# Perintah Tugas A
Ambil persis bagian kutipan teks tentang protes di Hong Kong, mulai dari "Jepang telah mengeluarkan" sampai dengan "untuk menyampaikan pandangannya.".
# Perintah Tugas B
Tentukan apakah setiap pernyataan berikut sesuai dengan kutipan teks tentang protes di Hong Kong, lalu jawab ya atau tidak disertai kata-kata penentu dari teks yang dikutip persis: (i) Perjanjian "satu negara, dua sistem" akan berakhir pada 2047; (ii) Rincian undang-undang keamanan sudah diungkapkan; (iii) Jepang memanggil duta besar China.
# Perintah Tugas C
Tuliskan lanjutan kutipan teks tentang protes di Hong Kong, dimulai setelah kalimat terakhirnya.

··· Kutipan Teks ···

Jepang Akan Memimpin Pernyataan G7 di Tengah Protes Baru di Hong Kong
Lebih banyak protes direncanakan dalam beberapa hari mendatang, dengan pendukung pro-demokrasi khawatir undang-undang keamanan nasional yang diusulkan akan meredam kebebasan di kota. Sementara rincian undang-undang keamanan atau bagaimana itu akan beroperasi belum diungkapkan, pihak berwenang di Beijing dan Hong Kong mengatakan tidak ada alasan untuk khawatir dan undang-undang akan menargetkan minoritas "pengacau".
Namun para kritikus mengatakan undang-undang itu akan menghancurkan kebebasan sipil yang dinikmati warga Hong Kong di bawah perjanjian "satu negara, dua sistem" yang diberlakukan ketika Inggris menyerahkan wilayah itu kembali ke China pada tahun 1997. Perjanjian tersebut akan berakhir pada 2047.
Jepang telah mengeluarkan pernyataan yang secara independen menyatakan keprihatinan serius tentang langkah Beijing pada 28 Mei, hari di mana Cina menyetujui keputusan itu, dan memanggil duta besar China untuk menyampaikan pandangannya.

··· Data yang Diberikan ···

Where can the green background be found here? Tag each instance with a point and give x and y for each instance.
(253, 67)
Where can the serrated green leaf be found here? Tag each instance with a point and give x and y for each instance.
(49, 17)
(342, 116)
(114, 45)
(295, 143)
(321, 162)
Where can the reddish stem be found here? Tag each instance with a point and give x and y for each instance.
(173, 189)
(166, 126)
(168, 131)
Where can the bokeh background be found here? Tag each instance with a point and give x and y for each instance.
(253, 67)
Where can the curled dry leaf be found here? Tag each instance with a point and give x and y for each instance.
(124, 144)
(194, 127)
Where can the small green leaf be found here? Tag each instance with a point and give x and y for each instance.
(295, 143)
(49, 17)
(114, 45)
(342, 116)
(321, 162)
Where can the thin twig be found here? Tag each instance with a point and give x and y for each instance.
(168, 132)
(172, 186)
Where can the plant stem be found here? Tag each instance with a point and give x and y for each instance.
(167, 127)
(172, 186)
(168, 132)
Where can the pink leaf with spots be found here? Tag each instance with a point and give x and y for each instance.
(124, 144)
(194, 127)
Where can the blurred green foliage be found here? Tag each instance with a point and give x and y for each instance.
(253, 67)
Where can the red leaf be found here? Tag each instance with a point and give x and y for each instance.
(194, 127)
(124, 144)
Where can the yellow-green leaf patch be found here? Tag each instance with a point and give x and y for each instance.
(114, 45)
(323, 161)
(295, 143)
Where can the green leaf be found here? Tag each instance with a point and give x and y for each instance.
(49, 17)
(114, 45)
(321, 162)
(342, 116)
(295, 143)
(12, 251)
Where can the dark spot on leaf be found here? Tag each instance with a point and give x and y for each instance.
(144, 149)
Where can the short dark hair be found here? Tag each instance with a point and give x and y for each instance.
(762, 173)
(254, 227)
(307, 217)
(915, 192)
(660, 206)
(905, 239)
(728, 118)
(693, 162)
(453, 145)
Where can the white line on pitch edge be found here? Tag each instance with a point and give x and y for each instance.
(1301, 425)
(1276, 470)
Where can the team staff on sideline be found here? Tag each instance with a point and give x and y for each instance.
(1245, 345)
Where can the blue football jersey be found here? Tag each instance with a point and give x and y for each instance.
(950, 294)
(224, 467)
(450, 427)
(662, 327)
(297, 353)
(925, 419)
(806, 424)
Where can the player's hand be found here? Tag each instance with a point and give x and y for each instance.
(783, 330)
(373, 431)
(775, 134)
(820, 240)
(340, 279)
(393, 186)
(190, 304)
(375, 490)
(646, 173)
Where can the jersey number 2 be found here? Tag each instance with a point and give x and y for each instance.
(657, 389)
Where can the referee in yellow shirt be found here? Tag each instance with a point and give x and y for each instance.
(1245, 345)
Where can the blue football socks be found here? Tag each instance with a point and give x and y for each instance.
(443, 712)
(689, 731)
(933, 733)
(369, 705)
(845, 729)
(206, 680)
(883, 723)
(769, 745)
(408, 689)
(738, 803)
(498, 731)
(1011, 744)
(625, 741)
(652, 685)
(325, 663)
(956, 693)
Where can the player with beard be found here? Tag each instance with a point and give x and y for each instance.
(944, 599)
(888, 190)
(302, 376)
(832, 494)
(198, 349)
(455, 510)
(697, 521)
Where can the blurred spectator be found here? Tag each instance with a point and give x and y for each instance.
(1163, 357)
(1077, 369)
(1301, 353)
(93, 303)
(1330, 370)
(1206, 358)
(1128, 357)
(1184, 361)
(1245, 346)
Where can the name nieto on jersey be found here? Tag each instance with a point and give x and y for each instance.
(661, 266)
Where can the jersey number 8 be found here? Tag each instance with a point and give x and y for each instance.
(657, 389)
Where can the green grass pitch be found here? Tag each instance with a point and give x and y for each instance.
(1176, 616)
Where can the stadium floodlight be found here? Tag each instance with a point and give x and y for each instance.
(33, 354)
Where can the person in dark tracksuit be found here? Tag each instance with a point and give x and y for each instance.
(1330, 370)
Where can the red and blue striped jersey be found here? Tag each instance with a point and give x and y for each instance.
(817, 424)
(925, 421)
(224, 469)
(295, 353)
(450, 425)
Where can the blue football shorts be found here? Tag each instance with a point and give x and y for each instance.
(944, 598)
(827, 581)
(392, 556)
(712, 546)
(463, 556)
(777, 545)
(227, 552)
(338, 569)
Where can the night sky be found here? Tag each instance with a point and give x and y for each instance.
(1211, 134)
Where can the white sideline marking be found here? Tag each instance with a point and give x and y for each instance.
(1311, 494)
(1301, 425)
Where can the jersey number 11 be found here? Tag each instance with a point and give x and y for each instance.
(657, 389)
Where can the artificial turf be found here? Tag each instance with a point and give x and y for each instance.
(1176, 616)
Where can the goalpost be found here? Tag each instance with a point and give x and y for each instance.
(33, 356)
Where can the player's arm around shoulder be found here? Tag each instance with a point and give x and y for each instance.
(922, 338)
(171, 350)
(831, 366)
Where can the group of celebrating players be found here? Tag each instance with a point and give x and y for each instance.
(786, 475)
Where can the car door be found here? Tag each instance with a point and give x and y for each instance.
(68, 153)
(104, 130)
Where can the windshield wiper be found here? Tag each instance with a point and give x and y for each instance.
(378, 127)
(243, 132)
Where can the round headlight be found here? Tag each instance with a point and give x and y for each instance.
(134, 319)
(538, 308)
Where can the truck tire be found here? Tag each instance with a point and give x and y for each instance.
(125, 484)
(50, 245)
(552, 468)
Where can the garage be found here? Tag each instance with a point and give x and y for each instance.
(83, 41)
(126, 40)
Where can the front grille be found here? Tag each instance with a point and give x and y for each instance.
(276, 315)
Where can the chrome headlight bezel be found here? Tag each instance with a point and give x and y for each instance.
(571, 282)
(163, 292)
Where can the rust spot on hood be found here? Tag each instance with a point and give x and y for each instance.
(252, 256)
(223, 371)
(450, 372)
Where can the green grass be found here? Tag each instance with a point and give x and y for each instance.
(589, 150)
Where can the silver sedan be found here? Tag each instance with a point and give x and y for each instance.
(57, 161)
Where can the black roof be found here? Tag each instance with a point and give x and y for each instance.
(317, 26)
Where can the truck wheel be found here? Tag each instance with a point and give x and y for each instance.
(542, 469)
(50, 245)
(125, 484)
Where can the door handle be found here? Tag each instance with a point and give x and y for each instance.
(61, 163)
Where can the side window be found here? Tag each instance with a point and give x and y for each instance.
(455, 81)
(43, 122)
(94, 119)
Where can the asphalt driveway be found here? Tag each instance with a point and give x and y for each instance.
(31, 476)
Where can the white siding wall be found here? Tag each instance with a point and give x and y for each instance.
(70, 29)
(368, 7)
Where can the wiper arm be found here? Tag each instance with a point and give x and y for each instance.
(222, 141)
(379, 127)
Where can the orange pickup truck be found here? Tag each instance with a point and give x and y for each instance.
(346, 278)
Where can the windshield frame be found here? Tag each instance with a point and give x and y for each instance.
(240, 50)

···

# Jawaban Tertulis A
Jepang telah mengeluarkan pernyataan yang secara independen menyatakan keprihatinan serius tentang langkah Beijing pada 28 Mei, hari di mana Cina menyetujui keputusan itu, dan memanggil duta besar China untuk menyampaikan pandangannya.

# Jawaban Tertulis B
(i) Ya: "Perjanjian tersebut akan berakhir pada 2047."
(ii) Tidak: "Sementara rincian undang-undang keamanan atau bagaimana itu akan beroperasi belum diungkapkan"
(iii) Ya: "memanggil duta besar China untuk menyampaikan pandangannya"

# Jawaban Tertulis C
Amerika Serikat, Inggris, Australia dan Kanada juga mengutuk langkah itu, dengan Washington mengatakan akan mencabut status perdagangan khusus Hong Kong yang diberikan berdasarkan undang-undang 1992 dengan syarat kota itu mempertahankan kebebasan dan otonomi utama.
Dengan meningkatnya gesekan AS-Cina, Jepang berada dalam posisi sensitif ketika merencanakan kunjungan kenegaraan oleh Presiden Tiongkok Xi Jinping, yang awalnya ditetapkan untuk April tetapi ditunda karena pandemi virus corona.
Cina menyalahkan protes itu sebagian pada intervensi asing dan bergegas untuk memberlakukan undang-undang keamanan nasional yang bertujuan membatasi kegiatan separatis dan subversif di Hong Kong.